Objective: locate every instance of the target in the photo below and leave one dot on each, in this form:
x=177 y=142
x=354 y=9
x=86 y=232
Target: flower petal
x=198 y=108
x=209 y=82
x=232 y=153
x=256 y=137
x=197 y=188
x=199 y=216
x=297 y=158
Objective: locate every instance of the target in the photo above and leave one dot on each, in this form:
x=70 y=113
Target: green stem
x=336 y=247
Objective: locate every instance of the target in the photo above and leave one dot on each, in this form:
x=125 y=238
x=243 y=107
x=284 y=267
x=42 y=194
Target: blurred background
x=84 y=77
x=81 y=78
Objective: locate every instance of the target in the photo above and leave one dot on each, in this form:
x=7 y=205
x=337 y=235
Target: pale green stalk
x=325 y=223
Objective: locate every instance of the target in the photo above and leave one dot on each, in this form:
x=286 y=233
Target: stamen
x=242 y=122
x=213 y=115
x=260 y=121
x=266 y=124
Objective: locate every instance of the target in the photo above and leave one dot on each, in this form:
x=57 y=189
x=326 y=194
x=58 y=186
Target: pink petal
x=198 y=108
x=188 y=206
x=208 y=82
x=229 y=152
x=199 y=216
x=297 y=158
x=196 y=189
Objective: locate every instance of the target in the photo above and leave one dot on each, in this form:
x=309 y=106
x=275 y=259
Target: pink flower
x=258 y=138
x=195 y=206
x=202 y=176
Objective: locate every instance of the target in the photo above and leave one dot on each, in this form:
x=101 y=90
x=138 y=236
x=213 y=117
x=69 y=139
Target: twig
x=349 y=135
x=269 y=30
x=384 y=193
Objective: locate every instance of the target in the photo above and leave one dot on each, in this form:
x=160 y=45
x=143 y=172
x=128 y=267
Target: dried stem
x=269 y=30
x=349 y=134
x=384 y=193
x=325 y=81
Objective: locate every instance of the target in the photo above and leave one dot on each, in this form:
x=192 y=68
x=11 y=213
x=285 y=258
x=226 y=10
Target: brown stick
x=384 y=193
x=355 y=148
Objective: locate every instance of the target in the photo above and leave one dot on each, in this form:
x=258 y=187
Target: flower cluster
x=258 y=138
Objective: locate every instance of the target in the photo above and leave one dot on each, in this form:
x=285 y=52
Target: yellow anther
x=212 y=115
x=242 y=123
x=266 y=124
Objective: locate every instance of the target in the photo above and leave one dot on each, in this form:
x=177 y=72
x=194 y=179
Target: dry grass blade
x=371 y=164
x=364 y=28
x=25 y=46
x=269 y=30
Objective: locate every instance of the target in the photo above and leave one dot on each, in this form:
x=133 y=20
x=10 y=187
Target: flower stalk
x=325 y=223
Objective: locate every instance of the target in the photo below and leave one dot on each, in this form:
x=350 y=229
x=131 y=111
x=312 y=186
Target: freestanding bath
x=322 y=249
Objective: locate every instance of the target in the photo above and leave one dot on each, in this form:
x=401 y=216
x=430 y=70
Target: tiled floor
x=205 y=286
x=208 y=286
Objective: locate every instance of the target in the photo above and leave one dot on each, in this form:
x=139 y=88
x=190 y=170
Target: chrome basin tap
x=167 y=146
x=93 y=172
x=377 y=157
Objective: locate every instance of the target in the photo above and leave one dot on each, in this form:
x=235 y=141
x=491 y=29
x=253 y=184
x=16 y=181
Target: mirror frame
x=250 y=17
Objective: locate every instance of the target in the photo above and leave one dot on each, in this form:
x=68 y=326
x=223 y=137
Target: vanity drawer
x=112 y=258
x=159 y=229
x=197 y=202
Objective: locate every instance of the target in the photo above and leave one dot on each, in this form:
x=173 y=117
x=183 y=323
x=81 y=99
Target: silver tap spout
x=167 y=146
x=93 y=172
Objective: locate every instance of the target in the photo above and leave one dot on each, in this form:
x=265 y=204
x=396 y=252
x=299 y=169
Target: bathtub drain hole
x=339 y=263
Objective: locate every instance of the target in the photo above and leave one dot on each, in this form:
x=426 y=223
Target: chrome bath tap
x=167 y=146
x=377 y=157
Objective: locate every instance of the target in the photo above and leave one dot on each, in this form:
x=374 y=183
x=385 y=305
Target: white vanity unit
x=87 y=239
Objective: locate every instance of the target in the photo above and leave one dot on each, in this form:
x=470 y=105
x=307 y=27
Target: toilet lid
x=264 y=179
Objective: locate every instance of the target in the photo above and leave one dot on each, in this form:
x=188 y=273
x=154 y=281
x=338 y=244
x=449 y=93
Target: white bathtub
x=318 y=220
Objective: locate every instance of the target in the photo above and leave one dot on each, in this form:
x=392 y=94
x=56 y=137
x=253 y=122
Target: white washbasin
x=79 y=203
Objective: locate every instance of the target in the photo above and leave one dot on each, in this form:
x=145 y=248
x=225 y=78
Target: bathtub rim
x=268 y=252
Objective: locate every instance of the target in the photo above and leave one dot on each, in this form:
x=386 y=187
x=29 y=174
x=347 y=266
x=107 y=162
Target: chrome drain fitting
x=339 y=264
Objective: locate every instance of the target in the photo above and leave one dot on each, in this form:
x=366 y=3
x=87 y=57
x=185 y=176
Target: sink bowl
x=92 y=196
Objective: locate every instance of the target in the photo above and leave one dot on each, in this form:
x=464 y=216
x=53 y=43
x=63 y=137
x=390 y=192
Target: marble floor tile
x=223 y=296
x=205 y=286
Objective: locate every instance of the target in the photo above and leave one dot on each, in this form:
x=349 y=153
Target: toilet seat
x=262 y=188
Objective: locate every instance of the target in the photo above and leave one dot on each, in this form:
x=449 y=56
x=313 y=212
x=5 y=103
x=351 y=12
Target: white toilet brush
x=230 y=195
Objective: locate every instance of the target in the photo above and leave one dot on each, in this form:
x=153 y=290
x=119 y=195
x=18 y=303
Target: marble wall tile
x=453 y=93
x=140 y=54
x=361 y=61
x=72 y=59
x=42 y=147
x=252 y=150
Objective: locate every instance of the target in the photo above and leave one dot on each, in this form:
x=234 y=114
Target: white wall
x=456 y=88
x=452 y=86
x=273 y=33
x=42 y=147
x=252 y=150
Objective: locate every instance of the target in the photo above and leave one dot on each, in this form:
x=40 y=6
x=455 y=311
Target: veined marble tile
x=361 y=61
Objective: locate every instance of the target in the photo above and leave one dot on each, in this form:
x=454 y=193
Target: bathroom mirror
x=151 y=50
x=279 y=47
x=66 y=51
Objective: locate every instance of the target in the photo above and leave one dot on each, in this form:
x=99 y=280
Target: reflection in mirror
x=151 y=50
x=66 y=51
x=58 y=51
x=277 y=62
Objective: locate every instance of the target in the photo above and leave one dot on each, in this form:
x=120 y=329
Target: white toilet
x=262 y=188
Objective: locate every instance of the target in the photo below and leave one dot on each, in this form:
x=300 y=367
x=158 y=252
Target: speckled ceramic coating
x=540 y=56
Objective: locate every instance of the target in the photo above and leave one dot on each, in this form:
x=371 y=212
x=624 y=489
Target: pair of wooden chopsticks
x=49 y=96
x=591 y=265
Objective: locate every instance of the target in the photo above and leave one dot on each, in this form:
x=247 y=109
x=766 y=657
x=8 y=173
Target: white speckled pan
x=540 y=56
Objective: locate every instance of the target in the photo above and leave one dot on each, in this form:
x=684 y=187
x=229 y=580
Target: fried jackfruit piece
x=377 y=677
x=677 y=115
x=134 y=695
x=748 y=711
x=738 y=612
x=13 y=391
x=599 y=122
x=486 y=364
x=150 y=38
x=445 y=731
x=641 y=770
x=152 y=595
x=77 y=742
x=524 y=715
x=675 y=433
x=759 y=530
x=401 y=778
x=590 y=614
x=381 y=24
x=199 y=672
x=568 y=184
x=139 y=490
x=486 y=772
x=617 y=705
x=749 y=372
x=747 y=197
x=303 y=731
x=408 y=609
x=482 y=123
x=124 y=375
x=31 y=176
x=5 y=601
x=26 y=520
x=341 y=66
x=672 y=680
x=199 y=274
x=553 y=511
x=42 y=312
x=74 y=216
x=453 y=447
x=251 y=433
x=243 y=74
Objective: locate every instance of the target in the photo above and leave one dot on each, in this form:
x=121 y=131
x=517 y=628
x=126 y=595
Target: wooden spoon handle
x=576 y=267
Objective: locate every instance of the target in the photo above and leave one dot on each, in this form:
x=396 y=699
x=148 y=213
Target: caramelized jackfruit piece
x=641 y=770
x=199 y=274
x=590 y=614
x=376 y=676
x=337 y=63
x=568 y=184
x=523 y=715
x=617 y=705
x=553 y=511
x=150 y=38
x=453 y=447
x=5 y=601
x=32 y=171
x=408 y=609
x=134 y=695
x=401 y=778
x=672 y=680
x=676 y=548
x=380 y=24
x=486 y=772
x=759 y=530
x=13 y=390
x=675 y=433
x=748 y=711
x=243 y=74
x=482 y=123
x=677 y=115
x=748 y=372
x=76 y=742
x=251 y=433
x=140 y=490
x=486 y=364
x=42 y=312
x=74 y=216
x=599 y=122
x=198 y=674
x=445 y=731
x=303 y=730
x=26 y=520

------

Retype exactly the lines above, from the one with "x=390 y=192" through the one with "x=229 y=580", inclusive.

> _OUTPUT OF THE EXERCISE_:
x=390 y=192
Target: marble floor tile
x=223 y=296
x=205 y=286
Objective: locate every instance of the target in the photo above and leave one dot on each, in this form:
x=349 y=153
Target: toilet seat
x=262 y=188
Objective: locate every instance of the target in the photo above and leave one dot on each, in this form:
x=449 y=56
x=313 y=212
x=5 y=103
x=351 y=12
Target: white toilet brush
x=230 y=195
Objective: locate every instance of the target in the photo above and leave one dot on each, in this form:
x=153 y=290
x=119 y=195
x=18 y=303
Target: marble wall tile
x=453 y=93
x=140 y=54
x=361 y=61
x=72 y=59
x=42 y=147
x=252 y=150
Objective: locate every instance of the target in the photo above and leave one dot on each, in this form:
x=234 y=114
Target: white wall
x=456 y=88
x=452 y=86
x=273 y=33
x=42 y=147
x=252 y=150
Objective: locate every instance of the target in the photo above and leave one dot on each, in this form:
x=40 y=6
x=455 y=311
Target: veined marble tile
x=361 y=61
Objective: locate every instance of the target in the photo above and leave one dot on each, in this form:
x=454 y=193
Target: bathroom mirror
x=151 y=50
x=279 y=47
x=66 y=51
Objective: locate every instance of the target in the photo above and leave one dot on each, in this form:
x=99 y=280
Target: reflection in mirror
x=151 y=50
x=66 y=51
x=58 y=51
x=277 y=62
Objective: locate every instance of the target in the photo above and leave one dot on each, in this form:
x=120 y=329
Target: white toilet
x=262 y=188
Objective: locate every instance of the target in the photo below and leave one dot on each, in this form:
x=300 y=367
x=158 y=252
Target: speckled ceramic coating
x=540 y=56
Objective: locate every instance of the target in the photo above and leave one dot on each, in this form:
x=371 y=212
x=624 y=489
Target: pair of wooden chopsticks
x=49 y=96
x=591 y=265
Objective: locate every instance of the target in the photo above and leave one dot on each, in this form:
x=247 y=109
x=766 y=657
x=8 y=173
Target: white speckled pan
x=540 y=56
Objective: locate every instance of the target in the photo above and leave one dot on each, in this form:
x=684 y=187
x=229 y=580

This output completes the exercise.